--- Data in this exercise ---

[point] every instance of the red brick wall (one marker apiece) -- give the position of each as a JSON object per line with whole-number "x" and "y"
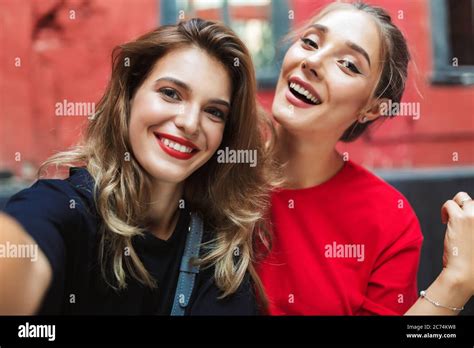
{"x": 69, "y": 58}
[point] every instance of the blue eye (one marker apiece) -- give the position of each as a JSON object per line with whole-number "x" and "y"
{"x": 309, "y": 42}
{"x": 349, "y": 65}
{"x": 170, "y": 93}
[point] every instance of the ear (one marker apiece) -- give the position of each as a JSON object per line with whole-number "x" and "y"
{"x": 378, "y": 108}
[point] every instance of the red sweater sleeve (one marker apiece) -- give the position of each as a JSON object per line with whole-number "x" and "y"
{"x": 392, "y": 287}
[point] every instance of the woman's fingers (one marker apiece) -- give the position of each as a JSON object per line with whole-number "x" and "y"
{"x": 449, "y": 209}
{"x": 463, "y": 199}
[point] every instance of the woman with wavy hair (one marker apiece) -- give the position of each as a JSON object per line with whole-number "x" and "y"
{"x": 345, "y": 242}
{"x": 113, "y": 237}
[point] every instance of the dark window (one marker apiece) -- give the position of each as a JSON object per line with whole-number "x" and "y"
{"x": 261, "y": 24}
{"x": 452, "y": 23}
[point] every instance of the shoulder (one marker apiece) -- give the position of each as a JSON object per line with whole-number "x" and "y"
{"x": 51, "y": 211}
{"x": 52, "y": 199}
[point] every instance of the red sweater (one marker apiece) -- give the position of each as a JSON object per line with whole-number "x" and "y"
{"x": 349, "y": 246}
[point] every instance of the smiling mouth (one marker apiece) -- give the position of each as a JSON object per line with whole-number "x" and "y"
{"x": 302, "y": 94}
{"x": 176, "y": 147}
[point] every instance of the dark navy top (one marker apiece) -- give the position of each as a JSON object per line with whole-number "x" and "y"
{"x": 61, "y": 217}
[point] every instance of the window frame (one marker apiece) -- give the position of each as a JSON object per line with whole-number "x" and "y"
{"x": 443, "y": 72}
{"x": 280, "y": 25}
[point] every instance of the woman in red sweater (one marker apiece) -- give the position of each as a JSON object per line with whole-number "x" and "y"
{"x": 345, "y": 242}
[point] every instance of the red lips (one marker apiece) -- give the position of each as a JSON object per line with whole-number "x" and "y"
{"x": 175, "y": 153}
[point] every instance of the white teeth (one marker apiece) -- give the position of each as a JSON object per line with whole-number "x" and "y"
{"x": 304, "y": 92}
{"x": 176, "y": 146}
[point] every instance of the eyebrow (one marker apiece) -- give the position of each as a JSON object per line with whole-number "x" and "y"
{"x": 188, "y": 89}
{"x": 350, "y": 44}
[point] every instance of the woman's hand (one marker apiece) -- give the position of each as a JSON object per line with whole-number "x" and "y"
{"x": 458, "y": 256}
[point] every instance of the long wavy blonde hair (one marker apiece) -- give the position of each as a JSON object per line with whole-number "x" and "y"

---
--- Data in this exercise ---

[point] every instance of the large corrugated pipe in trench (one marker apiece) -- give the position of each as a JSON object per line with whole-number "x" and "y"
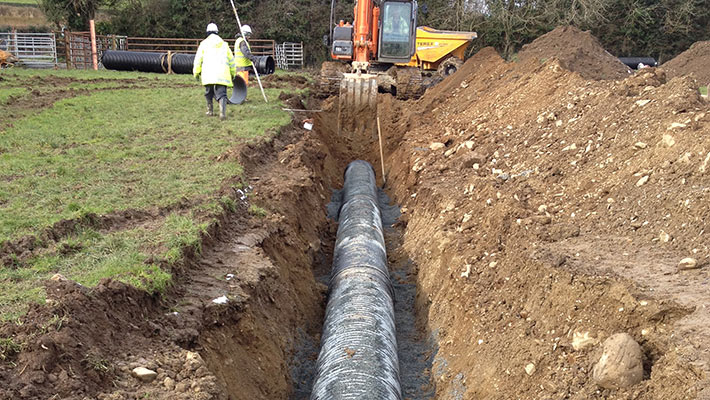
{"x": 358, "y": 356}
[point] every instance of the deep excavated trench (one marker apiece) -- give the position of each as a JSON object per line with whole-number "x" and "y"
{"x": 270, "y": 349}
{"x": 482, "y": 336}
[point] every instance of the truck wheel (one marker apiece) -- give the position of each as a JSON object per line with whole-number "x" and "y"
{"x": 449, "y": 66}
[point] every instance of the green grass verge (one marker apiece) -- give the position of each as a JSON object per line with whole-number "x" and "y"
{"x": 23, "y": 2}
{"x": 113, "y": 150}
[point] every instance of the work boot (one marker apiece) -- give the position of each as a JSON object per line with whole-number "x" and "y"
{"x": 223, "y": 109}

---

Task objective: Every line from the line containing "[point] every instance of the shoulder" through the line containing "[point] every instance of the long" in the records above must be retyped exactly. Leave out the rest.

Task output:
[point] every instance of the shoulder (one marker apiece) -- give the position of each as a JSON object per line with whole-number "x" and "y"
{"x": 51, "y": 211}
{"x": 52, "y": 199}
[point] every instance of the red sweater (one marker apiece) -- give the position of each as a JSON object per line with whole-number "x" and "y"
{"x": 349, "y": 246}
[point] every instance of the smiling mouth (one marker apiece) -- give the position of each as a JSON object per line with whole-number "x" and "y"
{"x": 302, "y": 94}
{"x": 176, "y": 147}
[point] every instance of the dark navy top (one marker apiece) -- give the position of each as a JSON object per line with whole-number "x" and "y"
{"x": 61, "y": 217}
[point] every instance of the window frame (one marker apiece) -- give the position of each as a JSON object per line with whole-number "x" and "y"
{"x": 443, "y": 72}
{"x": 280, "y": 25}
[point] every instance of the woman in red sweater (one marker apiece) -- give the position of each as a JSON object per line with whole-number "x" and "y"
{"x": 345, "y": 242}
[point] every instance of the red lips (one marker apiece) -- give the position of each as a JSON object per line with whole-number "x" and "y"
{"x": 175, "y": 153}
[point] every instance of the white teeth (one marker apiece) -- give the position of each as a JSON object per line with whole-number "x" and "y"
{"x": 304, "y": 92}
{"x": 176, "y": 146}
[point] every instance of the eyebrow (one marker apiece) -- give the position of each as a JSON object per line with whole-number "x" and "y"
{"x": 188, "y": 89}
{"x": 350, "y": 44}
[point] every instance of the woman's hand (one marker apiece) -- give the position of each as a JSON object per line with whole-number "x" and "y"
{"x": 458, "y": 256}
[point] every instance of the long wavy blonde hair (one marker apiece) -- give the position of each as a JSON object per line with whole-number "x" and "y"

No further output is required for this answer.